### BRIEF A
Using the text about Morgan Knutson's time at Google, answer each question below on its own line, marked (i), (ii), (iii) to match.
(i) How long was Morgan Knutson at Google?
(ii) About how many people does Google hire per year?
(iii) What kind of organizations had Morgan been working for before he got his offer?
### BRIEF B
Carry on the text about Morgan Knutson's time at Google, picking up right after its last sentence.

*** EXERCISE TEXT Section Begins ***

Morgan Knutson was at Google for eight months. He was a designer, and worked on Google+. In his time at Google, he experienced both ups and downs. The 149 tweets take some time to read, but I highly recommend checking it out. They give a very distinct inside peek into what life at one of the world's biggest tech giants is like on a daily basis.
One thing is clear to me from reading the tweets. Google, like many enterprise tech companies, isn't perfect.
Here's my take on lessons Google can learn:
1. Don't batch process potential employees.
Google told Morgan he got the job three to four months after he completed the interview. That's excessive.
Google receives over 1 million resumes per year. Of those, they hire about 5,000 people. And, they sometimes require candidates to go through as many as 29 interviews. I empathize. That's a whole ton of resumes and interviews.
But, if they interview a candidate 29 times and then can't make an offer for four months after the 29 interviews are done, they are facing a serious bottleneck somewhere in their process. It's likely that they are batching one step of their process. Meaning, they pile up a bunch of candidates that have passed through to one step, and they review them all together. This is a surefire way to lose the top candidates. The best employees are not going to wait around for four months, not even for Google.
My advice to anyone hiring: create your interview process so that if someone makes it through the entire thing, you give them an offer immediately, as soon as that very day. No waiting to see if there's someone better out there.
2. Don't pay someone based on what they previously earned.
When Morgan got an offer, they asked him to reveal his past compensation. Given he had been working for non-profits, his salary wasn't in line with the compensation he deserved at Google. This is how trouble starts. Any candidate who chooses to not negotiate or advocate for themselves will fare worse. Instead, pay candidates what they are worth, based on your interview process and where they fit inside the organization. And then, if you've made a mistake and three months in, you realize that you should have given them more money, then give them more money. Off-cycle raises, especially for new hires, is a great way to show you are paying all of your employees fairly.

*** EXERCISE TEXT Section Ends ***
*** AVAILABLE DATA Section Begins ***

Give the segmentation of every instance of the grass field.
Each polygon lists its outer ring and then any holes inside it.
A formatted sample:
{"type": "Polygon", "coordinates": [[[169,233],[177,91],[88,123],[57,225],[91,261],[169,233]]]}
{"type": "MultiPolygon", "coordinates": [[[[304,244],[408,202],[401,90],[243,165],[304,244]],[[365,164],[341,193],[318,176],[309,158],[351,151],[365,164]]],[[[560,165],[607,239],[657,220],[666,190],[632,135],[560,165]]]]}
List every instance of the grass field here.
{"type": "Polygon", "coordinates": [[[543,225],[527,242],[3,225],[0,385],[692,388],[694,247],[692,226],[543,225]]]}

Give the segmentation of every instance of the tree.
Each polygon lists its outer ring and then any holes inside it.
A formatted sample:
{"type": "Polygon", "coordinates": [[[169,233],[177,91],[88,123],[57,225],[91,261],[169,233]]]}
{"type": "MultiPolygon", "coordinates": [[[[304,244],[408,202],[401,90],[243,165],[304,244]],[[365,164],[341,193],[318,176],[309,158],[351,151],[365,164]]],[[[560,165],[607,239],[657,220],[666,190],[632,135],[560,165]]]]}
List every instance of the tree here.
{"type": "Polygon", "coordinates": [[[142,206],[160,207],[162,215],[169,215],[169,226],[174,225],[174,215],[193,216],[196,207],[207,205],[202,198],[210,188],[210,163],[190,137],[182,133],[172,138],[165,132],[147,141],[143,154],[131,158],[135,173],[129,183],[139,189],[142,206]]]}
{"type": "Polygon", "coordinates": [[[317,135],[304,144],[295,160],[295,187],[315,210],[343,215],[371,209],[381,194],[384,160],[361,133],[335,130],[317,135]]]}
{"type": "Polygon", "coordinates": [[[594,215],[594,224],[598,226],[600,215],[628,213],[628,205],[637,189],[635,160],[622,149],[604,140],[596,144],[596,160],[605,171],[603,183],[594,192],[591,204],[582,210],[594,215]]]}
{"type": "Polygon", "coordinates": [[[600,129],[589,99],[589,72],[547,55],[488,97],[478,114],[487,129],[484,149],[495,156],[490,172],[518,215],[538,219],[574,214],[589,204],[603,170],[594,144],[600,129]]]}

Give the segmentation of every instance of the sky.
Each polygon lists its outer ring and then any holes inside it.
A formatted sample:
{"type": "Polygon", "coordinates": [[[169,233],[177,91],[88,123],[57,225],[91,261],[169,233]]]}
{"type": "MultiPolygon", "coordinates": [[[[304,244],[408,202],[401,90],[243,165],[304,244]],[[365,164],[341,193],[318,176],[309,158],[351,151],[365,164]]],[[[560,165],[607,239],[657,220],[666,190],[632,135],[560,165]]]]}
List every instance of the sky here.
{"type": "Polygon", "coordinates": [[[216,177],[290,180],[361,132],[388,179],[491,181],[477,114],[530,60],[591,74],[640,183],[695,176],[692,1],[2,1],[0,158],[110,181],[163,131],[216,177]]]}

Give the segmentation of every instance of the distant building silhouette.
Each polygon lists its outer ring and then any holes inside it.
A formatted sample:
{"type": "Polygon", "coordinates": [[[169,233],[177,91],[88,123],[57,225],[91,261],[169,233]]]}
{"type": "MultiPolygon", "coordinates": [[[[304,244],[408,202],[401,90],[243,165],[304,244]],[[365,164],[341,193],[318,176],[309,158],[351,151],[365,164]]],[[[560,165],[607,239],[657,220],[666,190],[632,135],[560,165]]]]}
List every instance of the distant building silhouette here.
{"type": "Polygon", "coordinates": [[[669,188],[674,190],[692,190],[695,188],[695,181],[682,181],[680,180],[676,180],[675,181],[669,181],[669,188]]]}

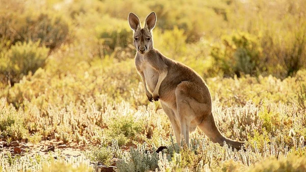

*** AVAILABLE DATA Section Ends ***

### EXERCISE RESPONSE A
(i) Eight months
(ii) About 5,000
(iii) Non-profits

### EXERCISE RESPONSE B
3. Fear-based leadership is short-lived.
Morgan describes many of Google's employees as amazing, caring individuals. He describes one manager as a fear-based leader, whose motto was "win the race at all costs." The results was a disjointed and siloed team that lacked cohesion and vision. Fear-based leadership can work only for a short while. Eventually, your team will resent you. Instead, adopt a servant leadership mentality. View leaders as resources to remove roadblocks for team members.
4. Family comes first.
One night, Morgan's grandmother went into the hospital and he got a call saying she'd likely not make it through the night. Morgan was working on a deadline for the next morning and didn't take a break to go see her or call her. She passed away at 11:30 pm that evening.
Family comes first. You will never get another chance to be with your family in their moment of need. No matter what deadline you have, and no matter how important it seems at the time, family comes first.
5. Good co-workers make all the difference in the world.
Morgan talks a lot about several of his co-workers who energize him and who he respects both for their technical abilities as well as for their energy and personalities. Working with a strong team who has each others' backs is one of the most valuable and rewarding parts of any job. Whether you are a leader of a team or a team member, never underestimate the power of a strong team.